--- TEXT UNDER STUDY ---

Refusal for the inclusion in the study.
Fifty patients were divided equally into two groups based on the method of treatment by Randomized chit box. The soft tissue injury was classified according to the Gustillo and Anderson grading system at the time of initial assessment4,5 [Table 1].
Table 1.
Summary and comparison of patient characteristics in both groups.
| External Fixator group [n = 25] | URTN group [n = 25 ] | |
|---|---|---|
| Sex (F/M) | 6/19 | 7/18 |
| Average age, years | 38.76 | 40.44 |
| Average follow up, weeks | 36 | 36 |
| Mechanism of Injury | ||
| RTA [ in car] | 3 | 2 |
| Motorcyclist | 10 | 12 |
| Pedestrian | 9 | 8 |
| Falls, Other | 3 | 3 |
| Soft tissue injury grade [Gustillo and Anderson] | ||
| IIIA | 20 | 21 |
| IIIB | 5 | 4 |
| AO classification type [from radiographs] | ||
| A | 7 | 9 |
| B | 7 | 6 |
| C | 11 | 10 |
| Injury severity score | ||
| Mean | 14.4 | 13.9 |
| Range | 8–40 | 8–35 |
The geometry and degree of bone communition was graded using admission radiograph according to the AO classification from type A to C. Associated injuries were classified and scored according to the Injury Severity Score [ ASIS Guideline]. All patients were initially assessed in the emergency room. Aseptic dressing was done and the limb was immobilised. Intravenous third generation cephalosporin, gentamycin and metronidazole were immediately administered and continued for minimum of 5 days. Irrigation, debridement, and primary skeletal stabilization, depending on the group allotted to the patient, were performed as soon as the patient's general condition became stable.
The URTN was inserted via a medial para-patellar approach. We used 9 mm diameter solid nail in all patients [Fig. 1, Fig. 2]. A six pin unilateral frame configuration was used in patients treated with external fixation. Inspection and debridement were repeated as required at 48-h intervals until the wound was considered clean and all necrotic tissue had been removed [Fig. 3, Fig. 4]. Soft tissue coverage was performed with skeletal stabilization or at a later date, as was appropriate for each individual patient with help of plastic surgeon if required. Outpatient physiotherapy was arranged for all patients before discharge. Pin site care was advised to patient's attendant. Pin sites were cleaned daily with a povidone-iodine solution and dressed with sterile dry gauze. Postoperatively, patients treated with the URTN were mobilized with ¼ body weight partial weight bearing until static locking was removed, usually at 6 weeks. Patients were then allowed full weight bearing according to the fracture pattern and condition of soft tissues.

(Dataset excerpts)
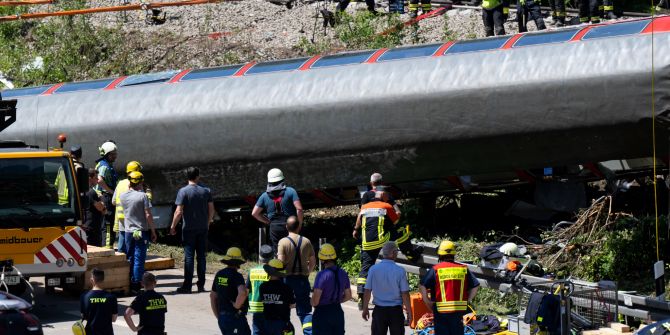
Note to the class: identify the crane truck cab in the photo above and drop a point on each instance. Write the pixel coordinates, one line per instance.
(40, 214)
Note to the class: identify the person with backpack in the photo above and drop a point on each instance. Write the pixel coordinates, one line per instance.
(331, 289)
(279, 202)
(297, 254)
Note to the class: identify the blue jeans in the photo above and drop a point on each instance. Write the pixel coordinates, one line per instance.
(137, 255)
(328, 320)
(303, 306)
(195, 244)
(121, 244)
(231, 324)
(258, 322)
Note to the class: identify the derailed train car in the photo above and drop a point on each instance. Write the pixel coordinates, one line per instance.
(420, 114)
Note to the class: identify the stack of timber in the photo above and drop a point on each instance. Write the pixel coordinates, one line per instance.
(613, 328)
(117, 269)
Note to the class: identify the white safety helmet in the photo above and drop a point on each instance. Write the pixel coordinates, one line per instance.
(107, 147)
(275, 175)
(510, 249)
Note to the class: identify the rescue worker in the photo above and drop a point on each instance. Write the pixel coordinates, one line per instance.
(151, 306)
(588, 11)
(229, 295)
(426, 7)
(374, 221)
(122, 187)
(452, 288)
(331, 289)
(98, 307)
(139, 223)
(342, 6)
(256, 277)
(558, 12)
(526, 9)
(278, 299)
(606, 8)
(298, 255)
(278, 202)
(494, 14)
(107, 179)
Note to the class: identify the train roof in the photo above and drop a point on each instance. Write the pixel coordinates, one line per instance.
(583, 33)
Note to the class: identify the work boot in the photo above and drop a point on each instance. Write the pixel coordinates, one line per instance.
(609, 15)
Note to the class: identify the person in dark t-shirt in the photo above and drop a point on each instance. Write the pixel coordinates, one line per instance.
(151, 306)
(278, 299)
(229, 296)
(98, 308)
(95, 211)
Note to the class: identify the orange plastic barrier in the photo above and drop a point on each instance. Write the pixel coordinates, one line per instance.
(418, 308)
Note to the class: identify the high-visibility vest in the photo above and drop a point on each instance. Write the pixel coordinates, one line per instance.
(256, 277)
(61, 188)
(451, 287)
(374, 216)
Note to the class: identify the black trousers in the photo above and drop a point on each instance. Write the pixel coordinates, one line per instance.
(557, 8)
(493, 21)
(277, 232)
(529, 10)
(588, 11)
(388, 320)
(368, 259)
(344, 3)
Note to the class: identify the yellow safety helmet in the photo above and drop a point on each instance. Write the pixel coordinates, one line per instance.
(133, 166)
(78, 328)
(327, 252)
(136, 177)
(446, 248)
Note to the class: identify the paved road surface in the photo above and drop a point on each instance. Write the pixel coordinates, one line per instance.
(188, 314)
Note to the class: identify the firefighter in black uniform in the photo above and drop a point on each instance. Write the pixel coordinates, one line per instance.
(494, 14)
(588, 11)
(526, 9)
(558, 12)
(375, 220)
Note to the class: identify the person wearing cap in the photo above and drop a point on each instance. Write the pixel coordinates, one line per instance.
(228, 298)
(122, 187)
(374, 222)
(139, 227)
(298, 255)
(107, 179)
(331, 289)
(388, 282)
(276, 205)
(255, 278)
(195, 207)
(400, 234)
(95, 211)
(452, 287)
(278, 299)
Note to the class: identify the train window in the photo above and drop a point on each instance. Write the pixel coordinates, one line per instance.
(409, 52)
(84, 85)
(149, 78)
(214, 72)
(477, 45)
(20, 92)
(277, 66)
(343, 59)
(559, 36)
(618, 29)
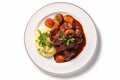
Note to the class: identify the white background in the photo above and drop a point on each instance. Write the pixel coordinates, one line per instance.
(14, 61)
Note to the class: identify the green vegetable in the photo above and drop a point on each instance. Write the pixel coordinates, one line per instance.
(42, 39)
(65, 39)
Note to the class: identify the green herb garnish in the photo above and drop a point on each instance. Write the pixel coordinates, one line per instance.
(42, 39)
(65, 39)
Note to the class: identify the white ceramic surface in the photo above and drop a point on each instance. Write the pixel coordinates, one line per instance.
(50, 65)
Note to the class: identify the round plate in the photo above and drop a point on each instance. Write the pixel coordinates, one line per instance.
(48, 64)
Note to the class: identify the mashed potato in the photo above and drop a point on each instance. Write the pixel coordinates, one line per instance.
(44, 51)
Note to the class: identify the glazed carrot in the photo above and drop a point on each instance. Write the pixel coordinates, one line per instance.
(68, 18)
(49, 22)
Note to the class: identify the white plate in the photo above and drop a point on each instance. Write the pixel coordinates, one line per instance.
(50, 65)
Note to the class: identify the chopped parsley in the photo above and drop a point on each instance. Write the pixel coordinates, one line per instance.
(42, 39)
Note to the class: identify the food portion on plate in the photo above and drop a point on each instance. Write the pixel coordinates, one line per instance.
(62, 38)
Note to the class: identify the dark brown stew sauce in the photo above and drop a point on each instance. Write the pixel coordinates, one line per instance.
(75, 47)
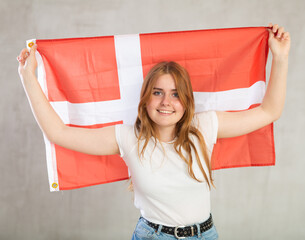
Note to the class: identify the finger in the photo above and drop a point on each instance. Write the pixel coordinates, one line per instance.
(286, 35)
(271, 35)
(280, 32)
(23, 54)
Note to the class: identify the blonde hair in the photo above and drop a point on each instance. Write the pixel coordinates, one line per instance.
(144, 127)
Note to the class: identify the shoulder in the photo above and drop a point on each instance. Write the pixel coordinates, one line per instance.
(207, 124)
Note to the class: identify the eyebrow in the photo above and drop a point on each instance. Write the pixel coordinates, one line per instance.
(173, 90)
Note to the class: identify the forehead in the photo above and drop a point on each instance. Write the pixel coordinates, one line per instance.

--- REQUIRED ACTION 1 ---
In the fracture treatment text, what determined when primary skeletal stabilization was performed and which kind each patient received? Answer in one to three sentences.
--- REQUIRED ACTION 2 ---
Translate this sentence from the fracture treatment text into Spanish: "Pin sites were cleaned daily with a povidone-iodine solution and dressed with sterile dry gauze."
--- REQUIRED ACTION 3 ---
Continue the fracture treatment text from the point where it stops.

--- EXERCISE OUTPUT 1 ---
Irrigation, debridement, and primary skeletal stabilization were performed as soon as the patient's general condition became stable. The kind of stabilization depended on the group allotted to the patient, either the URTN or external fixation.

--- EXERCISE OUTPUT 2 ---
Los sitios de los clavos se limpiaban a diario con una solución de povidona yodada y se cubrían con gasa seca estéril.

--- EXERCISE OUTPUT 3 ---
Fig. 1.
Intraop and immediate postop clinical picture of patient of the URTN group.
Fig. 2.
Immediate postop Xray of the URTN group.
Fig. 3.
Immediate postop clinical picture of patient of the ExFix group.
Fig. 4.
Immediate postop Xray of the ExFix group.
Patient's with external fixators remained non-weight bearing for the first 4–6 weeks. Partial weight bearing then started, provided that radiographs showed some evidence of callus formation. Full weight bearing was allowed when adequate bridging callus was visible on radiographs. Conversion to patellar-tendon bearing cast followed removal of the external fixator [Fig. 5]. Time to full weight bearing and time to bony union were recorded. Union was defined as bridging callus crossing three of four cortices on orthogonal radiographs with no pain on palpation over the fracture site or when weight bearing.
Fig. 5.
Change of the ExFix to Patellar tendon bearing cast.
Statistical analysis was performed using sigma stat version 1.0 [jamdel corporation, san Rafael, CA]. The student's t-test/Levene” s test and fisher's exact/Pearson chi square test were used where appropriate. A p value of less than 0.05 was considered statistically significant.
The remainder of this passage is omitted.